**Description of the task**
Please give everything in the records from the line containing "Provide the mask of every instance of the mute" down to the line containing "99 L 13 108", both included, as a numbered list with blank lines left out. Leave the pictures out of your answer.
====== Material shown
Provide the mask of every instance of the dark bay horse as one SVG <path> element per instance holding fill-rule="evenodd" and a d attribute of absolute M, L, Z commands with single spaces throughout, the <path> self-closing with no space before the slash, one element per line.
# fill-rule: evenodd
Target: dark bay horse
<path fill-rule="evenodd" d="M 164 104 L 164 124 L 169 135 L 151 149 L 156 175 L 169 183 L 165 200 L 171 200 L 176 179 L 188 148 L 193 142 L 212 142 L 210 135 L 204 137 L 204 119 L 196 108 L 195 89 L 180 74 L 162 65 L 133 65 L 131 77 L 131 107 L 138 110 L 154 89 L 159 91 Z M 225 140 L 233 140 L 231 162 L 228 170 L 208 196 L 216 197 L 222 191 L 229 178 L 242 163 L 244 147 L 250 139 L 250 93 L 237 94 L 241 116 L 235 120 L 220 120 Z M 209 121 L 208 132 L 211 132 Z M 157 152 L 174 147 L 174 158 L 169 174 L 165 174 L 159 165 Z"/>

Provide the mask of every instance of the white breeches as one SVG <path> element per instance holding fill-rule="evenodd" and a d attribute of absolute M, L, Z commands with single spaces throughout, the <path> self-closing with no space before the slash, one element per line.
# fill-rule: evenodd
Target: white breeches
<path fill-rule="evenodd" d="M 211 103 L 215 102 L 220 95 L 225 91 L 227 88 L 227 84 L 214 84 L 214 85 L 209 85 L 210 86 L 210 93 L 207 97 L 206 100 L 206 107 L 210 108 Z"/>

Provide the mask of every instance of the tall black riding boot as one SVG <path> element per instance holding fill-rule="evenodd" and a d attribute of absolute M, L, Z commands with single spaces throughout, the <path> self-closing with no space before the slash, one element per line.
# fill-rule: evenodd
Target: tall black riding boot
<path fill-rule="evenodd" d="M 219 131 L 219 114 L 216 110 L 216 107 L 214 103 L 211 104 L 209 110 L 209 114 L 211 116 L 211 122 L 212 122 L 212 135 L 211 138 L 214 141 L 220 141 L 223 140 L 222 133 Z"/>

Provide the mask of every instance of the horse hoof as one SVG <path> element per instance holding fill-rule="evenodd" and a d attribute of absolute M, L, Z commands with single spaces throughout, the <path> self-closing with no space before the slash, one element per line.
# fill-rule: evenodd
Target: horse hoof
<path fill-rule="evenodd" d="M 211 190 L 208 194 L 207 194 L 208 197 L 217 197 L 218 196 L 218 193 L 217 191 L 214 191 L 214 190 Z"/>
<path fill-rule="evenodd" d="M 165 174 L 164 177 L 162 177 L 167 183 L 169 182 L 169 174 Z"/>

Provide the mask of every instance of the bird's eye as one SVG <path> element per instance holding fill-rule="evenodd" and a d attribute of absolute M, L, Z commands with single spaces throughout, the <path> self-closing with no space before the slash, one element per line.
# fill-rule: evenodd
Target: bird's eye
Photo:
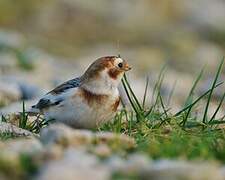
<path fill-rule="evenodd" d="M 118 64 L 118 67 L 119 67 L 119 68 L 122 68 L 122 67 L 123 67 L 123 63 L 119 63 L 119 64 Z"/>

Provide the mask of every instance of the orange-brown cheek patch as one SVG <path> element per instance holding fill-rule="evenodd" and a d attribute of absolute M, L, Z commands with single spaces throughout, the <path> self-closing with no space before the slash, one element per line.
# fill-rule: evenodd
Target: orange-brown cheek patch
<path fill-rule="evenodd" d="M 112 105 L 112 110 L 113 110 L 113 112 L 116 112 L 116 111 L 117 111 L 119 105 L 120 105 L 120 97 L 118 97 L 118 98 L 116 99 L 115 103 Z"/>
<path fill-rule="evenodd" d="M 87 102 L 89 106 L 95 104 L 104 104 L 105 100 L 108 98 L 107 95 L 94 94 L 86 89 L 80 89 L 79 96 Z"/>
<path fill-rule="evenodd" d="M 109 76 L 114 80 L 116 80 L 121 73 L 122 72 L 117 69 L 110 69 L 108 71 Z"/>

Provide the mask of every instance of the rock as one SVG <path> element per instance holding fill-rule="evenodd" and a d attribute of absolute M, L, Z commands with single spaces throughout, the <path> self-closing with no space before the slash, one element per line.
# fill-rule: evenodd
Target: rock
<path fill-rule="evenodd" d="M 134 148 L 136 146 L 135 140 L 124 134 L 115 134 L 111 132 L 97 132 L 96 133 L 97 143 L 113 144 L 120 148 Z"/>
<path fill-rule="evenodd" d="M 55 123 L 42 129 L 40 135 L 44 144 L 60 144 L 62 146 L 82 146 L 90 144 L 108 144 L 112 148 L 133 148 L 135 141 L 126 135 L 110 132 L 92 132 L 72 129 L 66 125 Z"/>
<path fill-rule="evenodd" d="M 18 101 L 22 97 L 19 87 L 14 83 L 0 82 L 0 106 Z"/>
<path fill-rule="evenodd" d="M 56 173 L 57 172 L 57 173 Z M 61 160 L 51 161 L 41 168 L 37 180 L 107 180 L 110 173 L 94 155 L 68 149 Z"/>
<path fill-rule="evenodd" d="M 161 160 L 140 172 L 141 179 L 153 180 L 223 180 L 215 164 Z"/>
<path fill-rule="evenodd" d="M 101 158 L 106 158 L 106 157 L 109 157 L 110 155 L 112 155 L 112 150 L 106 144 L 99 144 L 99 145 L 95 146 L 91 150 L 91 152 Z"/>
<path fill-rule="evenodd" d="M 25 179 L 28 167 L 38 162 L 35 158 L 42 150 L 40 141 L 35 138 L 6 141 L 1 145 L 0 174 L 7 179 Z"/>
<path fill-rule="evenodd" d="M 44 94 L 39 87 L 32 84 L 20 82 L 19 88 L 22 94 L 22 99 L 25 99 L 25 100 L 34 99 Z"/>
<path fill-rule="evenodd" d="M 130 154 L 127 159 L 112 156 L 106 162 L 112 173 L 139 174 L 151 166 L 150 159 L 142 154 Z"/>
<path fill-rule="evenodd" d="M 90 144 L 92 136 L 91 131 L 72 129 L 64 124 L 55 123 L 42 129 L 40 139 L 43 144 L 47 145 L 81 146 Z"/>
<path fill-rule="evenodd" d="M 38 99 L 24 101 L 26 110 L 29 110 L 29 108 L 32 105 L 36 104 L 37 101 Z M 18 101 L 18 102 L 11 103 L 10 105 L 6 107 L 1 108 L 0 115 L 6 116 L 10 114 L 18 114 L 19 112 L 22 112 L 22 111 L 23 111 L 23 102 Z"/>
<path fill-rule="evenodd" d="M 10 123 L 6 123 L 6 122 L 0 122 L 0 133 L 9 133 L 12 134 L 12 136 L 34 136 L 33 133 L 31 133 L 28 130 L 25 129 L 21 129 L 17 126 L 14 126 Z"/>
<path fill-rule="evenodd" d="M 13 139 L 5 143 L 3 150 L 15 154 L 37 155 L 43 151 L 43 146 L 36 138 Z"/>

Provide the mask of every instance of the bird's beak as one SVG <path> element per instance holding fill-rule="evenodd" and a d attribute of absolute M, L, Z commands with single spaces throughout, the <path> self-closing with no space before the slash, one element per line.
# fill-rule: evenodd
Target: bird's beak
<path fill-rule="evenodd" d="M 130 71 L 132 68 L 129 66 L 129 64 L 125 64 L 124 71 Z"/>

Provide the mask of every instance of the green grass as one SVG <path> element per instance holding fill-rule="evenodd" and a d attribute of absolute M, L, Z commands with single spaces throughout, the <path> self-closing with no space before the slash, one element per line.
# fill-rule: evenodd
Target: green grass
<path fill-rule="evenodd" d="M 100 130 L 124 133 L 133 137 L 137 142 L 134 151 L 147 153 L 153 159 L 216 160 L 225 163 L 225 129 L 220 126 L 225 123 L 225 118 L 217 117 L 224 104 L 225 92 L 213 115 L 209 115 L 213 92 L 223 84 L 218 82 L 223 64 L 224 59 L 218 65 L 211 88 L 196 97 L 195 91 L 203 77 L 204 68 L 201 70 L 184 106 L 175 114 L 170 112 L 161 95 L 164 68 L 159 74 L 149 107 L 146 107 L 148 80 L 141 103 L 125 75 L 122 82 L 132 110 L 122 110 L 114 122 L 104 125 Z M 172 97 L 172 91 L 167 99 Z M 203 114 L 195 116 L 195 107 L 199 108 L 203 102 Z"/>
<path fill-rule="evenodd" d="M 122 83 L 130 101 L 131 110 L 124 108 L 118 112 L 113 122 L 103 125 L 98 130 L 123 133 L 133 137 L 137 147 L 132 151 L 144 152 L 153 159 L 216 160 L 225 163 L 225 130 L 221 128 L 221 125 L 225 124 L 225 116 L 217 115 L 223 107 L 225 92 L 221 95 L 221 100 L 213 114 L 209 113 L 214 90 L 221 88 L 223 84 L 218 81 L 223 64 L 224 59 L 218 65 L 210 89 L 196 96 L 196 89 L 203 77 L 204 68 L 201 70 L 193 86 L 190 87 L 183 107 L 174 114 L 170 112 L 168 105 L 170 101 L 173 101 L 175 85 L 168 97 L 163 97 L 161 93 L 165 67 L 159 73 L 152 96 L 148 93 L 149 80 L 146 79 L 141 100 L 135 95 L 125 75 Z M 203 113 L 196 116 L 196 107 L 199 109 L 202 103 L 204 103 Z M 49 122 L 41 117 L 37 117 L 34 122 L 29 122 L 25 109 L 23 103 L 19 127 L 39 133 L 41 128 L 48 125 Z M 8 119 L 2 117 L 2 121 L 7 122 Z M 2 136 L 1 139 L 8 137 L 10 138 L 10 135 Z"/>

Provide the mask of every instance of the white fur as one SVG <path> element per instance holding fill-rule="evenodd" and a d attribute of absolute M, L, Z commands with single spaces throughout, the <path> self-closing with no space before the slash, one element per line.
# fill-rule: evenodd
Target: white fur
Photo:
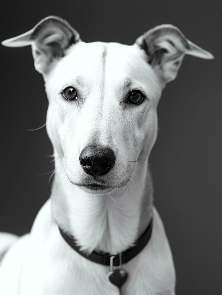
<path fill-rule="evenodd" d="M 22 46 L 24 38 L 29 44 L 29 34 L 33 31 L 4 44 L 14 46 L 18 42 Z M 139 44 L 142 39 L 138 40 Z M 129 277 L 121 294 L 173 295 L 173 259 L 153 206 L 147 166 L 157 135 L 157 105 L 166 82 L 160 74 L 161 67 L 148 64 L 138 44 L 80 41 L 64 57 L 49 64 L 49 48 L 46 44 L 46 62 L 39 44 L 32 44 L 32 51 L 37 69 L 43 73 L 49 100 L 46 127 L 57 160 L 55 179 L 50 199 L 39 213 L 30 233 L 19 239 L 2 262 L 0 293 L 119 294 L 107 279 L 109 268 L 72 249 L 62 238 L 57 224 L 74 235 L 86 252 L 96 250 L 115 254 L 133 245 L 153 218 L 149 242 L 123 266 Z M 198 55 L 198 48 L 195 50 Z M 164 76 L 169 76 L 169 65 L 176 67 L 177 71 L 180 64 L 170 62 L 168 56 L 165 58 L 168 63 L 163 67 Z M 174 79 L 177 71 L 172 70 Z M 68 86 L 76 89 L 76 101 L 68 101 L 62 95 Z M 133 89 L 146 97 L 139 105 L 126 103 Z M 81 186 L 94 177 L 86 174 L 79 160 L 83 148 L 92 144 L 108 146 L 115 154 L 110 171 L 97 178 L 108 187 L 102 191 Z"/>

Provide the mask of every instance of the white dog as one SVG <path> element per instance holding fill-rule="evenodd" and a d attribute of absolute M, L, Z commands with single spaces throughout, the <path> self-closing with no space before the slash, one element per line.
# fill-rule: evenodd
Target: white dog
<path fill-rule="evenodd" d="M 166 84 L 185 54 L 212 55 L 171 25 L 131 46 L 87 43 L 55 17 L 2 44 L 32 46 L 56 160 L 51 195 L 30 233 L 16 242 L 1 236 L 2 252 L 11 247 L 0 267 L 0 293 L 174 294 L 148 161 Z"/>

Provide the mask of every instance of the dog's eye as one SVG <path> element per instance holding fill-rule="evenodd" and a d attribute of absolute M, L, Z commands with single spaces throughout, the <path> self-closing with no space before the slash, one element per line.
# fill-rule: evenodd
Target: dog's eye
<path fill-rule="evenodd" d="M 131 91 L 127 98 L 128 104 L 139 104 L 144 99 L 144 95 L 139 90 L 134 90 Z"/>
<path fill-rule="evenodd" d="M 74 87 L 69 86 L 62 92 L 63 96 L 68 100 L 75 100 L 77 98 L 77 92 Z"/>

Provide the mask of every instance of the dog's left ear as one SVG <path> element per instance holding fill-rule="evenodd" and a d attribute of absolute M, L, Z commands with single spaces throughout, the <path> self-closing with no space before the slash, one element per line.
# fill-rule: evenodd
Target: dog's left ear
<path fill-rule="evenodd" d="M 155 27 L 139 37 L 136 43 L 145 51 L 148 62 L 165 83 L 176 78 L 185 54 L 205 59 L 214 58 L 172 25 Z"/>
<path fill-rule="evenodd" d="M 52 62 L 62 57 L 72 44 L 80 41 L 79 35 L 64 20 L 49 16 L 42 20 L 30 31 L 2 43 L 8 47 L 31 45 L 35 69 L 46 74 Z"/>

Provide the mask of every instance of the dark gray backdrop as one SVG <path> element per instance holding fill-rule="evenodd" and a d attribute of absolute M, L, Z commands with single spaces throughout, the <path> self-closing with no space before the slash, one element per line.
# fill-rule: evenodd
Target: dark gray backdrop
<path fill-rule="evenodd" d="M 155 200 L 172 249 L 179 294 L 222 293 L 222 103 L 220 3 L 217 0 L 21 1 L 1 4 L 2 40 L 51 14 L 66 19 L 86 42 L 133 43 L 161 23 L 179 27 L 213 61 L 186 57 L 164 90 L 150 160 Z M 30 48 L 1 47 L 2 188 L 0 230 L 29 231 L 48 197 L 52 149 L 48 102 Z"/>

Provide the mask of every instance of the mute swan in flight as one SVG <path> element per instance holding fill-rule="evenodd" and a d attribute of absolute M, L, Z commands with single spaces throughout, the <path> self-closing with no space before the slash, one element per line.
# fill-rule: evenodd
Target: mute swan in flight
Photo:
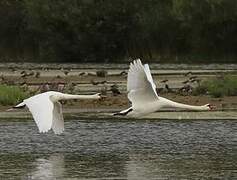
<path fill-rule="evenodd" d="M 128 99 L 132 102 L 132 107 L 115 113 L 114 115 L 140 117 L 156 112 L 161 108 L 170 107 L 197 111 L 212 109 L 210 104 L 191 106 L 158 96 L 150 68 L 148 64 L 143 66 L 140 59 L 134 60 L 133 63 L 130 64 L 127 79 L 127 91 Z"/>
<path fill-rule="evenodd" d="M 25 99 L 13 108 L 24 108 L 27 106 L 40 133 L 48 132 L 52 128 L 55 134 L 61 134 L 64 131 L 64 120 L 60 100 L 100 98 L 100 93 L 93 95 L 72 95 L 48 91 Z"/>

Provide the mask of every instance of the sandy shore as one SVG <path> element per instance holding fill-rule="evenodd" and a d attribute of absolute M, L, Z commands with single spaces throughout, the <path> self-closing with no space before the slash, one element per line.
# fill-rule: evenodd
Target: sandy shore
<path fill-rule="evenodd" d="M 3 66 L 2 66 L 3 67 Z M 112 67 L 112 68 L 111 68 Z M 116 68 L 117 67 L 117 68 Z M 213 78 L 220 74 L 232 74 L 237 75 L 237 66 L 235 65 L 177 65 L 179 69 L 175 69 L 175 65 L 170 66 L 157 66 L 152 65 L 153 79 L 157 85 L 157 88 L 163 89 L 165 84 L 173 90 L 173 93 L 167 91 L 161 91 L 160 96 L 166 97 L 170 100 L 174 100 L 180 103 L 186 103 L 191 105 L 204 105 L 210 103 L 216 106 L 215 111 L 234 111 L 237 109 L 237 96 L 212 98 L 207 95 L 192 96 L 191 93 L 177 93 L 178 89 L 182 88 L 184 82 L 191 77 L 195 77 L 200 81 Z M 104 77 L 97 75 L 99 70 L 106 71 Z M 226 68 L 226 69 L 225 69 Z M 23 76 L 23 71 L 27 76 Z M 51 69 L 47 68 L 47 65 L 40 66 L 38 64 L 31 64 L 30 68 L 25 65 L 8 64 L 6 68 L 1 68 L 0 74 L 1 84 L 19 85 L 27 91 L 39 93 L 42 91 L 43 85 L 48 85 L 49 90 L 60 90 L 62 92 L 69 92 L 73 94 L 90 94 L 94 92 L 106 91 L 107 98 L 99 101 L 84 100 L 84 101 L 69 101 L 62 102 L 65 113 L 87 113 L 91 112 L 113 112 L 125 109 L 129 107 L 129 101 L 126 93 L 126 81 L 127 81 L 127 65 L 57 65 Z M 38 73 L 38 77 L 36 74 Z M 187 75 L 187 73 L 189 73 Z M 31 74 L 31 75 L 30 75 Z M 163 81 L 166 80 L 166 83 Z M 111 86 L 116 85 L 121 94 L 114 95 L 110 91 Z M 196 87 L 197 83 L 189 83 L 188 85 Z M 5 114 L 10 117 L 10 113 L 5 112 L 10 106 L 0 106 L 0 118 L 5 117 Z M 170 112 L 170 110 L 168 110 Z M 16 115 L 18 112 L 14 112 Z M 12 114 L 14 114 L 12 113 Z M 19 112 L 21 113 L 21 111 Z M 100 114 L 101 114 L 100 113 Z M 1 116 L 1 114 L 3 116 Z M 200 114 L 200 113 L 199 113 Z M 232 116 L 233 113 L 231 113 Z M 96 113 L 94 113 L 96 115 Z M 13 115 L 14 117 L 15 115 Z M 222 117 L 222 116 L 220 116 Z"/>

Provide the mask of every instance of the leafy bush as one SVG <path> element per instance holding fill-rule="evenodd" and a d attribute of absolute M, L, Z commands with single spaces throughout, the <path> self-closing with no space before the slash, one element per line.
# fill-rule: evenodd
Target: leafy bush
<path fill-rule="evenodd" d="M 18 86 L 0 85 L 1 105 L 15 105 L 27 97 L 28 93 Z"/>
<path fill-rule="evenodd" d="M 208 93 L 218 98 L 237 95 L 237 77 L 226 75 L 206 80 L 194 90 L 194 95 Z"/>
============
**Result of the exercise**
1. Provide the mask of every instance of the mute swan in flight as one SVG <path> element per instance holding fill-rule="evenodd" and a d attribute of absolute M, L, Z commands with single spaces throughout, the <path> self-closing with no space before the slash, one element per line.
2. # fill-rule: evenodd
3. Target: mute swan in flight
4. Photo:
5. <path fill-rule="evenodd" d="M 128 99 L 132 102 L 132 107 L 115 113 L 114 115 L 140 117 L 156 112 L 161 108 L 170 107 L 197 111 L 212 109 L 210 104 L 191 106 L 158 96 L 150 68 L 148 64 L 143 66 L 140 59 L 134 60 L 133 63 L 130 64 L 127 79 L 127 91 Z"/>
6. <path fill-rule="evenodd" d="M 25 99 L 13 108 L 24 108 L 27 106 L 40 133 L 48 132 L 52 128 L 55 134 L 61 134 L 64 131 L 64 120 L 60 100 L 100 98 L 100 93 L 93 95 L 72 95 L 48 91 Z"/>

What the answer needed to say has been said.